[Source records]
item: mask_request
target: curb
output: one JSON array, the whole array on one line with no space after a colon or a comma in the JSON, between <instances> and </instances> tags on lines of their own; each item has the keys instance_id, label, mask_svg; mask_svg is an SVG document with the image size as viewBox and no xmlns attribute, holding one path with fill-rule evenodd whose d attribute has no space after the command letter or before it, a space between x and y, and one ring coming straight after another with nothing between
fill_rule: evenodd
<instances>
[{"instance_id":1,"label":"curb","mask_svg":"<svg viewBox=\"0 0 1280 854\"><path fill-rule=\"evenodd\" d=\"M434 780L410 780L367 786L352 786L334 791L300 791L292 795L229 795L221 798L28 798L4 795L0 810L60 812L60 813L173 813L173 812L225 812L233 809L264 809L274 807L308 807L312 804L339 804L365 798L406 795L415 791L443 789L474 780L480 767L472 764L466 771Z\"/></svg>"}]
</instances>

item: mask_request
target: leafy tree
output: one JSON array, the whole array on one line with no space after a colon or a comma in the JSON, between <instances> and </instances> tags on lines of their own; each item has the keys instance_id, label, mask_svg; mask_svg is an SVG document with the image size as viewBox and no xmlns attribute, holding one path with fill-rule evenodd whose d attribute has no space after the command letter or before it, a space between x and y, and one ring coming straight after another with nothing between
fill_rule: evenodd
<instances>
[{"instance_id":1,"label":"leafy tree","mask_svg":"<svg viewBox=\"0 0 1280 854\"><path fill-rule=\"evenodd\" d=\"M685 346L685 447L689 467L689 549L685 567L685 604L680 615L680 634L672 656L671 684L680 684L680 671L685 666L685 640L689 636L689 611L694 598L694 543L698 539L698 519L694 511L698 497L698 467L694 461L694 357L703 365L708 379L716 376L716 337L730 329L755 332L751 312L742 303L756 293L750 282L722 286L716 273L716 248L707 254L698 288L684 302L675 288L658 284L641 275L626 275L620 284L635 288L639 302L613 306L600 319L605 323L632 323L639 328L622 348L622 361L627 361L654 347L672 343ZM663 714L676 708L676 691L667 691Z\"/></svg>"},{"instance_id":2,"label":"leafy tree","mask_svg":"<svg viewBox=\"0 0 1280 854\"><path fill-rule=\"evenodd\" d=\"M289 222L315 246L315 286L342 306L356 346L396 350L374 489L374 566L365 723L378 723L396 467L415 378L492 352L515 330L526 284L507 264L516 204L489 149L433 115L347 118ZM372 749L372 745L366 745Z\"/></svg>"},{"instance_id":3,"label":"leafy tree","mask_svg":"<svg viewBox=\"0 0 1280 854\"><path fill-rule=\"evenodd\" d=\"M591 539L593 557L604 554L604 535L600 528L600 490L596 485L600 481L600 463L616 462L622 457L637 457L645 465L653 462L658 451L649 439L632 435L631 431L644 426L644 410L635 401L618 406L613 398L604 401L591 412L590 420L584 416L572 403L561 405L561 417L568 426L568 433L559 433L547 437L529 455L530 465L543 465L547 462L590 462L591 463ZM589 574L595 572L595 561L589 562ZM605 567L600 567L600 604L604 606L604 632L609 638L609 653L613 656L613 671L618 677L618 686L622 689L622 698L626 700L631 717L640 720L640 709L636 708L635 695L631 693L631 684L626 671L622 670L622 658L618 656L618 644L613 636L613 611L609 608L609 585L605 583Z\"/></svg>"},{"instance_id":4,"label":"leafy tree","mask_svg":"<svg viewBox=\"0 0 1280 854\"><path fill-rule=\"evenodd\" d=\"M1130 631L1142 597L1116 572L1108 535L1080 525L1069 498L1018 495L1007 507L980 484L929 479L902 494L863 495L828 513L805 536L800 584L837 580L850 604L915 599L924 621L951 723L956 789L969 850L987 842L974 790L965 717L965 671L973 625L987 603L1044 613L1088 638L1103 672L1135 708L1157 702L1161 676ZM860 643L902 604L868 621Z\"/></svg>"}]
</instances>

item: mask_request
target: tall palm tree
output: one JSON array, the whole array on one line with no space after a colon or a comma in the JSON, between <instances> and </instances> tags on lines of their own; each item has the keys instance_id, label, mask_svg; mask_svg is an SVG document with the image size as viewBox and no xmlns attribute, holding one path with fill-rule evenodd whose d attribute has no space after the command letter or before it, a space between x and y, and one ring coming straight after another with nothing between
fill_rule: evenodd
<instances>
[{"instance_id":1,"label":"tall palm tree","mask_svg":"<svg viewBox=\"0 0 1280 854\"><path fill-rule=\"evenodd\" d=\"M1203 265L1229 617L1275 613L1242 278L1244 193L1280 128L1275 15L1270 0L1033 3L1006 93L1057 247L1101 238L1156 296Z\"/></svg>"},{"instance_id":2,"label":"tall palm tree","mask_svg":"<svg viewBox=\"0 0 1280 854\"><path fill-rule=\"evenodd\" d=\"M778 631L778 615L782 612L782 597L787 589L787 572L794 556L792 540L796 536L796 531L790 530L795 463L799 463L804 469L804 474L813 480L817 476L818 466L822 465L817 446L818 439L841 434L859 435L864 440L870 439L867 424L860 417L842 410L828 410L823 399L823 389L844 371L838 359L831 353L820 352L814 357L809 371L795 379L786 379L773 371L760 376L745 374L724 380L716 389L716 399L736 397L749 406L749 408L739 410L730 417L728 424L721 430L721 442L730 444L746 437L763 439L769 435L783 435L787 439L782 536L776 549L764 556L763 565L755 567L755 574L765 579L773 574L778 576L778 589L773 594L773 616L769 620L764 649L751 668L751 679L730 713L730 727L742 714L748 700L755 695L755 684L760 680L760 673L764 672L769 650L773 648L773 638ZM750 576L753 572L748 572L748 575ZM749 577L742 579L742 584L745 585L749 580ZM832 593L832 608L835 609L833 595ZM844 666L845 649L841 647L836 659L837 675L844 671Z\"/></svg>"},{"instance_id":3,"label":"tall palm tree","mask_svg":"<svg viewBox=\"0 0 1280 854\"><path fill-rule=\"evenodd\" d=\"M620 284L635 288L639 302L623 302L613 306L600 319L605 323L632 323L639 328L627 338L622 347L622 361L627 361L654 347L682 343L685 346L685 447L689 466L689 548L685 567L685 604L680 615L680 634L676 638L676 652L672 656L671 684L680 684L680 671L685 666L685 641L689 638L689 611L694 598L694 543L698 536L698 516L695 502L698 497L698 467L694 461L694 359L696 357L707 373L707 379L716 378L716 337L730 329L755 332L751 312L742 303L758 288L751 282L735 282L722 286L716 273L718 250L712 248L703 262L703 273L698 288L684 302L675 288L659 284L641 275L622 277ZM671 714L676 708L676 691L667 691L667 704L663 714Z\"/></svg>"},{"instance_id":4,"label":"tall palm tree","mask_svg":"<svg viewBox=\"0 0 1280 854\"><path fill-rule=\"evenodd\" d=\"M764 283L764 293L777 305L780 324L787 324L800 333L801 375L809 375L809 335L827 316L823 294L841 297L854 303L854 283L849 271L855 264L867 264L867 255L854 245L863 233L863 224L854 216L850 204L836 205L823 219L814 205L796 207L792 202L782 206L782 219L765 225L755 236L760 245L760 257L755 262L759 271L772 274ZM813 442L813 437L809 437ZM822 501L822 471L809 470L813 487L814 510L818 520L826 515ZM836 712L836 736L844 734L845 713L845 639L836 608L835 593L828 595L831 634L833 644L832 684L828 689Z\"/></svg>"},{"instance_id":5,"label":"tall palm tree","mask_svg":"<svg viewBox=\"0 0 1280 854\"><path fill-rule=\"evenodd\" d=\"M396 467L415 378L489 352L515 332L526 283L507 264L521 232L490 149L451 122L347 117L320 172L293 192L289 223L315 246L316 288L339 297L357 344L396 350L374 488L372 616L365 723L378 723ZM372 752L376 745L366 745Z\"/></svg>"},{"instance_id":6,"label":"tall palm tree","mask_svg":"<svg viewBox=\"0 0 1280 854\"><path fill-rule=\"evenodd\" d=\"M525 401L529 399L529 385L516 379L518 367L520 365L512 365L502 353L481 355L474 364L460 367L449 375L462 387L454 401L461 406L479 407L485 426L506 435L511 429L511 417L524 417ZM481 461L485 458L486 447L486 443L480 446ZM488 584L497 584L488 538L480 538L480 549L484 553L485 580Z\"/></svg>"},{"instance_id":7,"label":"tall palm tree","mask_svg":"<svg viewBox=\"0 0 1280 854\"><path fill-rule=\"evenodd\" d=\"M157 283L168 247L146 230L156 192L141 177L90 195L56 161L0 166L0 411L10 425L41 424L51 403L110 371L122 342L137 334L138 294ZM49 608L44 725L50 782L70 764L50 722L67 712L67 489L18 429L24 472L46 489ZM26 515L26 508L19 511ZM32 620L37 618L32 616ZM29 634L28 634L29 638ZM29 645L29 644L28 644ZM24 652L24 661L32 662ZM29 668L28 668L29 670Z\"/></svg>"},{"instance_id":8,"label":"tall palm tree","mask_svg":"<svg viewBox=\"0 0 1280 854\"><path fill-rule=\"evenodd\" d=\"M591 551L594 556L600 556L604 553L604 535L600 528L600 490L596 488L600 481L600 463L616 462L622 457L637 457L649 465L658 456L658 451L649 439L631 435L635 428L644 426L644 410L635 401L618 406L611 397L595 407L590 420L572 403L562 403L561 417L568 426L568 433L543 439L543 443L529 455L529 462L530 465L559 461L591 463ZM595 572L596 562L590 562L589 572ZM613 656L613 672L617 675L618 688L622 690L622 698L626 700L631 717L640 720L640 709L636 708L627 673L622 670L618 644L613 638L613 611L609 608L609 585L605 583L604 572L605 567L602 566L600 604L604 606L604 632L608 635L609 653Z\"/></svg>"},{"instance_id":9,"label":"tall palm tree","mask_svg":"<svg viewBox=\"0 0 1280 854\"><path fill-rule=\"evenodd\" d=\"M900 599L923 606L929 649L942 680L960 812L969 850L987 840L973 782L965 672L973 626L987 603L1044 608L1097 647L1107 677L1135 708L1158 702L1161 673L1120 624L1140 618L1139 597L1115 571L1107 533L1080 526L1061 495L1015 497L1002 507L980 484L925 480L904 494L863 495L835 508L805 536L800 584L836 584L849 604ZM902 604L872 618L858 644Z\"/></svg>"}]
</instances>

What the task asks:
Report how many lines of the data above contain the string "target". Provide only the number.

Correct result:
3